* Prompt *
Transcribe the entries exactly as they stand below, passing over any picture.

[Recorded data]
==========
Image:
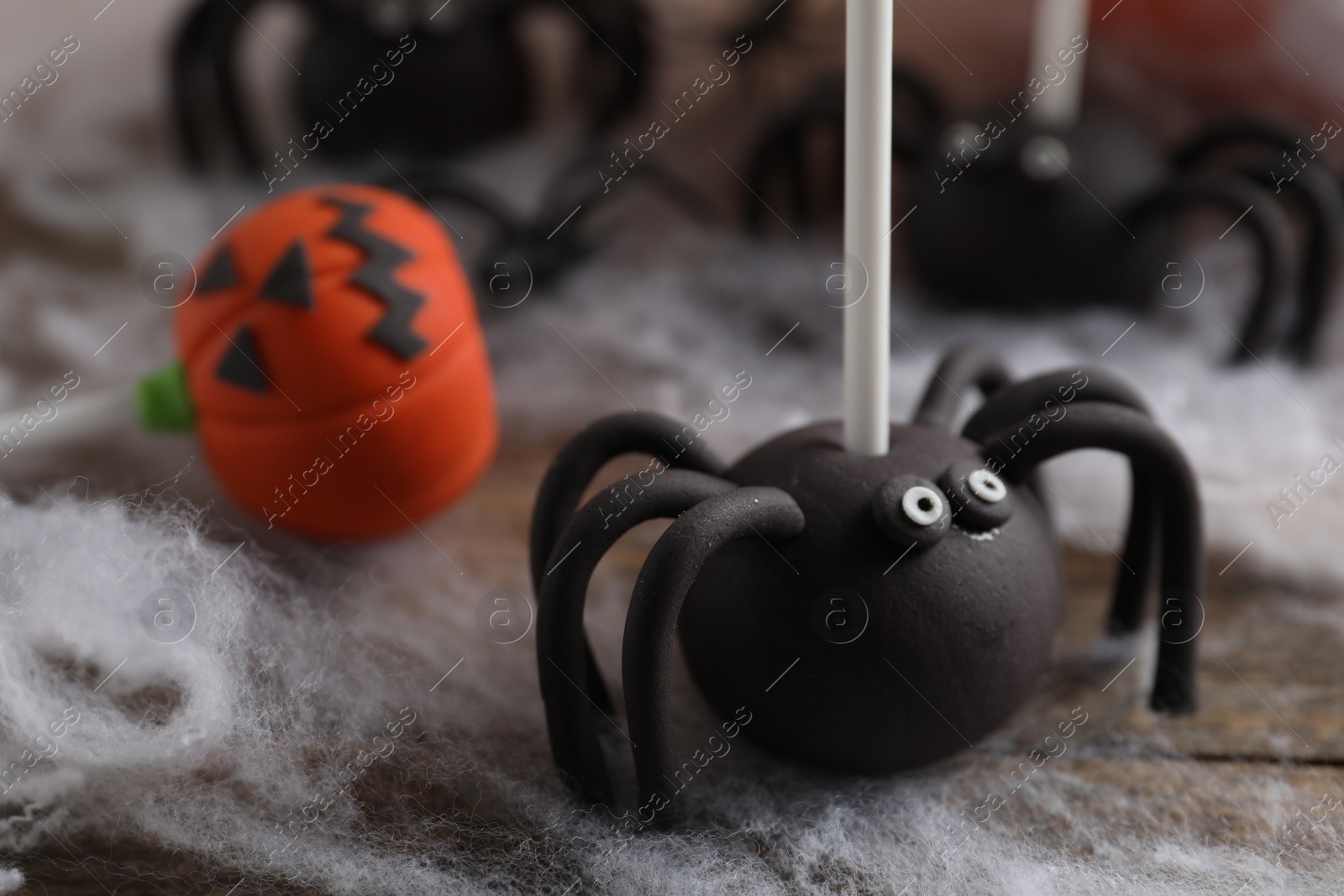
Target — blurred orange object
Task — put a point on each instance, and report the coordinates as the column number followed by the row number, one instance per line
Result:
column 339, row 375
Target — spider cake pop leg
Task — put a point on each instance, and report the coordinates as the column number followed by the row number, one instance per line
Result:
column 1268, row 224
column 1312, row 188
column 1128, row 432
column 564, row 665
column 192, row 81
column 1034, row 396
column 651, row 624
column 963, row 365
column 578, row 463
column 210, row 35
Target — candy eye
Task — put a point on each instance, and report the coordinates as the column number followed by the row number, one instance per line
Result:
column 987, row 486
column 980, row 500
column 911, row 511
column 922, row 506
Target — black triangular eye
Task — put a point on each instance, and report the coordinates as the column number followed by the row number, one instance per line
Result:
column 239, row 364
column 219, row 275
column 288, row 282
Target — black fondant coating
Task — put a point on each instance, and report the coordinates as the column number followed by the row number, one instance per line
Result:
column 958, row 633
column 948, row 598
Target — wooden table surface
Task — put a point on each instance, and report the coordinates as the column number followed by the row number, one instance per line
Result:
column 1258, row 728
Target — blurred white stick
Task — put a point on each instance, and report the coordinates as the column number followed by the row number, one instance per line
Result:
column 82, row 418
column 1058, row 22
column 867, row 217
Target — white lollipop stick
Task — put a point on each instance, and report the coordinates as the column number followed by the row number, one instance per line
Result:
column 867, row 217
column 1058, row 22
column 51, row 426
column 82, row 418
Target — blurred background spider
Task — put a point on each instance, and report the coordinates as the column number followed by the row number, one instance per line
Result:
column 468, row 76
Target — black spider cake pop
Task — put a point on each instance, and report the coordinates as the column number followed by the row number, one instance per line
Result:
column 938, row 553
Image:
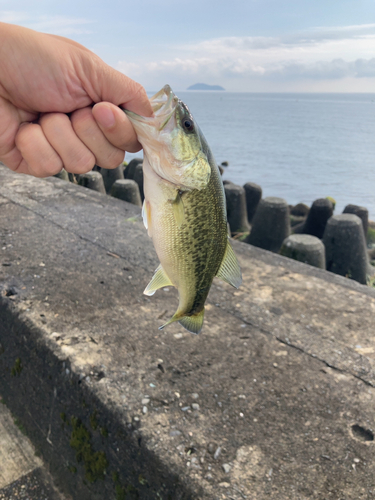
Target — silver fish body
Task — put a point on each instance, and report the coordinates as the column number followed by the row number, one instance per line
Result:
column 184, row 209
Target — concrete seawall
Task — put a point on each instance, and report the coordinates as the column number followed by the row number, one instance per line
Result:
column 275, row 399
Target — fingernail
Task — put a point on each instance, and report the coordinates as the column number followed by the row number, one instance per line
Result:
column 105, row 117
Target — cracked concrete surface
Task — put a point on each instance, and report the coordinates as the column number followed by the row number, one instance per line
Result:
column 274, row 400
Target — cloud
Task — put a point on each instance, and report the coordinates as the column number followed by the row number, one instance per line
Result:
column 58, row 25
column 316, row 54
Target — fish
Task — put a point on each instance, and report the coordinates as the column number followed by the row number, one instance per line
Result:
column 184, row 210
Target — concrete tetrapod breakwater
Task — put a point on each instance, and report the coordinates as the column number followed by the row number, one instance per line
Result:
column 275, row 399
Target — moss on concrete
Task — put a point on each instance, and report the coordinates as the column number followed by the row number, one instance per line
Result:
column 17, row 368
column 95, row 462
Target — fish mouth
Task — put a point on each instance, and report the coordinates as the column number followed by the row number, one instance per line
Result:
column 164, row 105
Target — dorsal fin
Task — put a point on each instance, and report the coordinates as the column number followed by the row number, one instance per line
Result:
column 229, row 270
column 158, row 280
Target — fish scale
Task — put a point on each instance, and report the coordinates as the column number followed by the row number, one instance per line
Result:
column 184, row 209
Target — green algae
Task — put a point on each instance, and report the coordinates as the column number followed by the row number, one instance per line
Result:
column 95, row 462
column 17, row 368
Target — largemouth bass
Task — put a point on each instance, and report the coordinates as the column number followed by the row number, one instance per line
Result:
column 184, row 210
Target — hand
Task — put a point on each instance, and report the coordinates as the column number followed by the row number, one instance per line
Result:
column 48, row 86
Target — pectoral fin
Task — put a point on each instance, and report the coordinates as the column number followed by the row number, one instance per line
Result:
column 178, row 209
column 146, row 214
column 229, row 270
column 159, row 280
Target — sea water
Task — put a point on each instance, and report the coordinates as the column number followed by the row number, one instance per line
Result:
column 295, row 146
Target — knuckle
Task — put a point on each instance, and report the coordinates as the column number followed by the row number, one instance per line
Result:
column 112, row 160
column 84, row 163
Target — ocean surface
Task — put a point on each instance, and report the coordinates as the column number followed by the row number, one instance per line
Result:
column 296, row 146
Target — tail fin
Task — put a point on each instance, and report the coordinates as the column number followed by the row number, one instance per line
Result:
column 192, row 323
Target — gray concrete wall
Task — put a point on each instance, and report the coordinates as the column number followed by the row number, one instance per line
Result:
column 273, row 400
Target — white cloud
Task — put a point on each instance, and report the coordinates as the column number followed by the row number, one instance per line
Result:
column 58, row 25
column 316, row 54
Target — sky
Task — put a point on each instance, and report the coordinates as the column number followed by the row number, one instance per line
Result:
column 243, row 45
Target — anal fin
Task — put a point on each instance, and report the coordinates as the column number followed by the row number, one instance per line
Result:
column 159, row 280
column 229, row 270
column 192, row 323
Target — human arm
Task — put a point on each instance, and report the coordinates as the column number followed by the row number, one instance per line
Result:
column 59, row 105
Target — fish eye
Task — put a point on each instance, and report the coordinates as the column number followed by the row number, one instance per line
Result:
column 188, row 124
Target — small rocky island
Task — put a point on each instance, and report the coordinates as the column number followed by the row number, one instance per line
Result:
column 204, row 86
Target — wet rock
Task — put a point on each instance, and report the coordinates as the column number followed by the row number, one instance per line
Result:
column 270, row 224
column 360, row 212
column 304, row 248
column 127, row 190
column 92, row 180
column 300, row 210
column 346, row 247
column 110, row 176
column 253, row 194
column 236, row 208
column 321, row 210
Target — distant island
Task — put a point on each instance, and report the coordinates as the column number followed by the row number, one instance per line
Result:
==========
* Problem solution *
Image:
Target — blurred orange object
Task — put a point on each instance, and report the coordinates as the column number followed by the row number, one instance per line
Result:
column 339, row 375
Target — spider cake pop leg
Task — put a point on each instance, and report the coordinates as the column number followed by the row number, one instance per line
Result:
column 1268, row 224
column 1312, row 188
column 1128, row 432
column 564, row 665
column 192, row 81
column 1034, row 396
column 651, row 624
column 963, row 365
column 578, row 463
column 210, row 35
Target — candy eye
Task — put a point on each instance, and report the coordinates as the column number followed by the row number, one instance per line
Result:
column 987, row 486
column 980, row 500
column 911, row 511
column 922, row 506
Target — black triangular eye
Task — put a point on each instance, and report the coordinates as the column number followed by the row number, one instance per line
Result:
column 239, row 364
column 219, row 275
column 288, row 282
Target — black fondant coating
Task — put a point on each instance, and report the coordinates as the column number followed by the row number, one instance per line
Result:
column 958, row 633
column 948, row 598
Target — wooden table surface
Task — put a point on each instance, and report the coordinates as the column number followed by the row number, one instance per line
Result:
column 1258, row 728
Target — blurred white stick
Task — put a point on each instance, and report the coordinates as the column number followed by the row number, one instance per line
Result:
column 82, row 418
column 1058, row 22
column 867, row 217
Target — white lollipop stick
Task — put a point on each instance, and report the coordinates as the column number followed by the row number, one instance per line
Result:
column 867, row 217
column 1058, row 22
column 51, row 426
column 82, row 418
Target — blurred background spider
Task — put a point on each instance, and report the coordinates as the column number followed by the row number, one instance per line
Result:
column 468, row 76
Target — black spider cake pop
Task — put a point on each instance, and report the coordinates as the column number followed by the row number, one instance per line
Result:
column 938, row 553
Image:
Target — silver fish body
Task — put a point on each instance, and report the coordinates as the column number followed by the row number, one instance per line
Result:
column 184, row 209
Target — concrete seawall
Task — put a point on each instance, and report the coordinates as the column number followed by the row number, one instance per line
Result:
column 275, row 399
Target — fingernail
Task — put a point on each instance, and report the coordinates as the column number followed by the row number, one instance per line
Result:
column 105, row 117
Target — cracked concrete surface
Task — put a point on each instance, and report the coordinates as the column number followed by the row number, one instance per line
Result:
column 274, row 400
Target — cloud
Task — put a point on each instance, and report the coordinates as the column number followed by the row number, one instance per line
Result:
column 58, row 25
column 316, row 54
Target — fish
Task — put a point on each instance, and report the coordinates as the column number followed by the row number, one instance per line
Result:
column 184, row 210
Target — concrete tetrapod breakwater
Task — put a point on each instance, and report the coordinates as the column number followed by the row number, one instance per line
Result:
column 275, row 399
Target — moss on concrete
Task — put a point on each instance, and report the coordinates as the column number followed by the row number, one instance per line
Result:
column 17, row 368
column 95, row 462
Target — fish mouth
Task — put a point on each instance, and report the coordinates as the column number followed by the row number, one instance per line
Result:
column 164, row 105
Target — dorsal fin
Task — put a point on each instance, and report the coordinates as the column number followed by the row number, one instance per line
Result:
column 229, row 270
column 158, row 280
Target — fish scale
Task — put a point on each instance, and report the coordinates as the column number followed by the row number, one instance per line
Result:
column 184, row 209
Target — green algae
Task — put a point on each instance, and report the coordinates as the column number followed by the row number, one instance per line
Result:
column 95, row 462
column 17, row 368
Target — largemouth bass
Task — put a point on each instance, and report the coordinates as the column number followed by the row number, one instance per line
Result:
column 184, row 210
Target — hand
Task — put a point on each instance, and report the coordinates as the column number followed by the row number, one instance per line
Result:
column 48, row 86
Target — pectoral fin
Task — put a point on each instance, and report the coordinates as the column number followed by the row number, one instance per line
Result:
column 178, row 209
column 146, row 214
column 229, row 270
column 159, row 280
Target — sea water
Task — put a point on each instance, and report the coordinates as the column number followed by the row number, one instance per line
Result:
column 295, row 146
Target — knuckle
Task — put a point on each instance, and report the coordinates as the column number followed by the row number, one instance per line
Result:
column 112, row 160
column 84, row 163
Target — ocean surface
Task — put a point on each instance, and report the coordinates as the column number followed by the row number, one instance per line
Result:
column 296, row 146
Target — tail fin
Task — put a point on each instance, and report the coordinates as the column number followed by the row number, one instance per line
Result:
column 192, row 323
Target — gray concrete wall
Task — put a point on each instance, and report the coordinates as the column number followed by the row number, one instance per line
Result:
column 273, row 400
Target — white cloud
Task — put a point on each instance, and report the coordinates as the column number followed by the row number, one instance per line
Result:
column 58, row 25
column 316, row 54
Target — sky
Task — put a point on each instance, and report the coordinates as the column number followed by the row number, one instance per line
Result:
column 243, row 45
Target — anal fin
Task — put a point on each instance, and report the coordinates as the column number followed by the row number, one instance per line
Result:
column 159, row 280
column 229, row 270
column 192, row 323
Target — human arm
Task — put a point on each instance, and report the coordinates as the column number followed by the row number, one instance per line
Result:
column 59, row 105
Target — fish eye
Task — put a point on each instance, and report the coordinates as the column number followed by the row number, one instance per line
Result:
column 188, row 124
Target — small rocky island
Task — put a point on each instance, and report the coordinates as the column number followed by the row number, one instance per line
Result:
column 204, row 86
Target — wet rock
Task — put a point on each instance, and report the coordinates as the column number followed by the row number, one instance per line
Result:
column 270, row 224
column 360, row 212
column 304, row 248
column 127, row 190
column 92, row 180
column 300, row 210
column 346, row 247
column 110, row 176
column 253, row 194
column 236, row 208
column 321, row 210
Target — distant island
Task — put a point on each instance, and report the coordinates as the column number followed by the row number, one instance per line
Result:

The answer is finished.